## Text provided
· · ·

AI · Automation · Engineering

RAG Evaluation Metrics: A 12-Point Checklist (2026)

By Lazar MilicevicJune 25, 20269 min read

Analytics dashboard with charts and metrics representing RAG evaluation checklist for retrieval systems

Last month I spent two weeks debugging a RAG pipeline that scored 0.91 on answer relevancy and still hallucinated client account numbers in production. The metric was lying to me, or more accurately, I was asking it the wrong question. That experience pushed me to rebuild how I evaluate retrieval-augmented systems from scratch, and to benchmark the popular eval stacks against each other on the same corpus.

This is the checklist I now use before any RAG system ships, plus the numbers I got running five evaluation frameworks against an identical 500-query test set.

The 12 metrics that actually matter

A useful RAG evaluation covers three layers: retrieval, generation, and the seam between them. Most teams measure two and skip the third, which is where production failures hide. Here is the full checklist I run before a RAG goes live.

Retrieval layer

Context precision — of the top-k chunks returned, what share are actually relevant to the question.
Context recall — of all the relevant chunks in the corpus, what share appear in top-k.
Context entity recall — for entity-heavy queries (names, IDs, SKUs), how many required entities show up in retrieved context.
Retrieval MRR@10 — mean reciprocal rank of the first relevant chunk. Cheap to compute, catches ranking regressions fast.

Generation layer

Faithfulness / groundedness — share of claims in the answer that are supported by the retrieved context. This is the hallucination metric.
Answer relevancy — does the answer actually address the question asked, not a tangent.

· · ·

## Records shown
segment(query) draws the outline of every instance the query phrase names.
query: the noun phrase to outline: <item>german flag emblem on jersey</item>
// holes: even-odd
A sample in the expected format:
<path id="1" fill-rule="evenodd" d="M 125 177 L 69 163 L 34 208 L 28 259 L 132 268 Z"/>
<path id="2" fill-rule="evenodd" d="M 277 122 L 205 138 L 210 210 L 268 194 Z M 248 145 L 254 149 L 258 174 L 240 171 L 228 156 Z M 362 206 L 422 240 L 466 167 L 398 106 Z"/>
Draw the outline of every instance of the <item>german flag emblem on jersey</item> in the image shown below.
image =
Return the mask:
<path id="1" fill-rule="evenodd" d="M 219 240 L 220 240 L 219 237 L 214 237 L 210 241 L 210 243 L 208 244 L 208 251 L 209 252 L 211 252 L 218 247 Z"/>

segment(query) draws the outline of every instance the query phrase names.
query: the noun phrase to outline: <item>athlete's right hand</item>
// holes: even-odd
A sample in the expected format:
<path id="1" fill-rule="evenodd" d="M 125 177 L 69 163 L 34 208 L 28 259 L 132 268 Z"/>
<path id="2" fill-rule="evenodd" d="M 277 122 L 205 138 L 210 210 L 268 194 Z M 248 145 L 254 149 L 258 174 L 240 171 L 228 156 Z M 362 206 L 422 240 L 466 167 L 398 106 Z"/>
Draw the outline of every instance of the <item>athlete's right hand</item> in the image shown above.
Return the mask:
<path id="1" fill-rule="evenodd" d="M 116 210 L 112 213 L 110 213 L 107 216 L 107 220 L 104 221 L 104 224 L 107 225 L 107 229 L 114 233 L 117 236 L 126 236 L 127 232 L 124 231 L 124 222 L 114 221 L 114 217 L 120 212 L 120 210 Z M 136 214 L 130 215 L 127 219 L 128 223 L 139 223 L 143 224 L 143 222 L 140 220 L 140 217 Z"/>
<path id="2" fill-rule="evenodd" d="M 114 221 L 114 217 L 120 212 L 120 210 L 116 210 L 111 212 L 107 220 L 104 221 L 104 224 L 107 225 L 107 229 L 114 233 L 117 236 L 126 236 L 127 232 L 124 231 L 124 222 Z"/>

· · ·

In the RAG evaluation checklist, print the passage from "This is the checklist" to "500-query test set.". The lines above have nothing to do with the RAG evaluation checklist.

This is the checklist I now use before any RAG system ships, plus the numbers I got running five evaluation frameworks against an identical 500-query test set.